• _SUPPLIED INFORMATION_:
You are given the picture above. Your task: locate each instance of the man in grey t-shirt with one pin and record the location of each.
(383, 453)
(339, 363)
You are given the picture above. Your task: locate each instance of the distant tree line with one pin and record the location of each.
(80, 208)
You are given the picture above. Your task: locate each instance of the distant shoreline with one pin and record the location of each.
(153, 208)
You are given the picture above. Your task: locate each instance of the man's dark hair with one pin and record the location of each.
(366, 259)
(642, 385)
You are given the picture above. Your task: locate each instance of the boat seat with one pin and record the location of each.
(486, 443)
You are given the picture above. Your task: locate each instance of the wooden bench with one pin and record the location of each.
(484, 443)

---

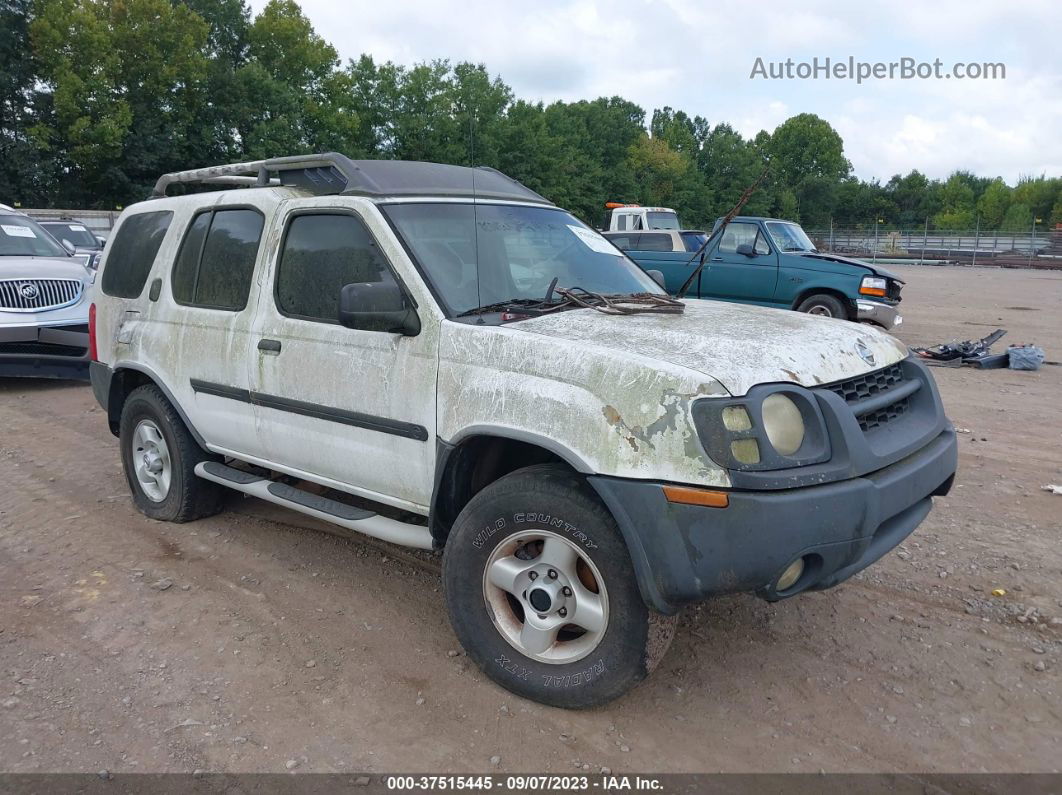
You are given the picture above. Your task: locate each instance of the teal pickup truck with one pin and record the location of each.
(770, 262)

---

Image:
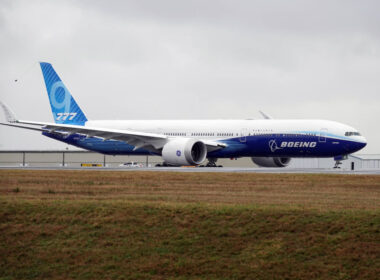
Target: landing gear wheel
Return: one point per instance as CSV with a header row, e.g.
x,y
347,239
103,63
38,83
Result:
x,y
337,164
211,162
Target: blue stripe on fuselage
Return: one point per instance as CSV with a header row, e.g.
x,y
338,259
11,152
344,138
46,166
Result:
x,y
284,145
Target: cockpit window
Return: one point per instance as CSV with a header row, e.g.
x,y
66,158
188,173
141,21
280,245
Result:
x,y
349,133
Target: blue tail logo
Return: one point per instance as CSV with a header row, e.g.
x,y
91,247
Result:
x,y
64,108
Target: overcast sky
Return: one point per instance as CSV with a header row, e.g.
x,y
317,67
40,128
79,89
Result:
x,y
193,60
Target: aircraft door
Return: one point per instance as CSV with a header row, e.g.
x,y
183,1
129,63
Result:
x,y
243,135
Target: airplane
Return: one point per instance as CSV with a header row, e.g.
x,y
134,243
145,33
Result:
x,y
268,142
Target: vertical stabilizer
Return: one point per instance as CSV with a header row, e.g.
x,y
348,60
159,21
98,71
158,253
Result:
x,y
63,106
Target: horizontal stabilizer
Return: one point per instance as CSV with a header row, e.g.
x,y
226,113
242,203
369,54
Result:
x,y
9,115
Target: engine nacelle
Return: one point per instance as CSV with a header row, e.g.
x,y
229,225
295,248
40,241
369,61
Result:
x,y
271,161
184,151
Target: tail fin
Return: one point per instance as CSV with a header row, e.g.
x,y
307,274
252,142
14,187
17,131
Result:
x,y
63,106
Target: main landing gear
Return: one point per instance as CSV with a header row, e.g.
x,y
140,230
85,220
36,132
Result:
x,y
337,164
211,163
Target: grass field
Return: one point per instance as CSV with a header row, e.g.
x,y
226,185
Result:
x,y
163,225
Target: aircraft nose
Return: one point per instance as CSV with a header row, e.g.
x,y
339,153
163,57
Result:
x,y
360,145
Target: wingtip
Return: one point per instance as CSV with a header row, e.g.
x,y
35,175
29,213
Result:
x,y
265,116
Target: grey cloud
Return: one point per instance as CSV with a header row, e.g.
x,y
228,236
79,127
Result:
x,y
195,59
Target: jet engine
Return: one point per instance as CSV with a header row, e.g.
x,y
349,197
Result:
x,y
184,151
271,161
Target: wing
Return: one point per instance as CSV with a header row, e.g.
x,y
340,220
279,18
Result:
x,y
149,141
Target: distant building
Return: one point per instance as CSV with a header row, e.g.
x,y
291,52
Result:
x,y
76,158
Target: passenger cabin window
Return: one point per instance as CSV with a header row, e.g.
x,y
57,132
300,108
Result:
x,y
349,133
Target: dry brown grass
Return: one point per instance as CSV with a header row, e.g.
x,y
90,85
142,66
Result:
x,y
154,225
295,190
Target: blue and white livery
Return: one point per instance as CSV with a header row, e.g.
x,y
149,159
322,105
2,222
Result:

• _BRIEF_:
Using the records above, find the number of lines that contain the string "landing", and give that number without further comment.

• _EXERCISE RESPONSE_:
2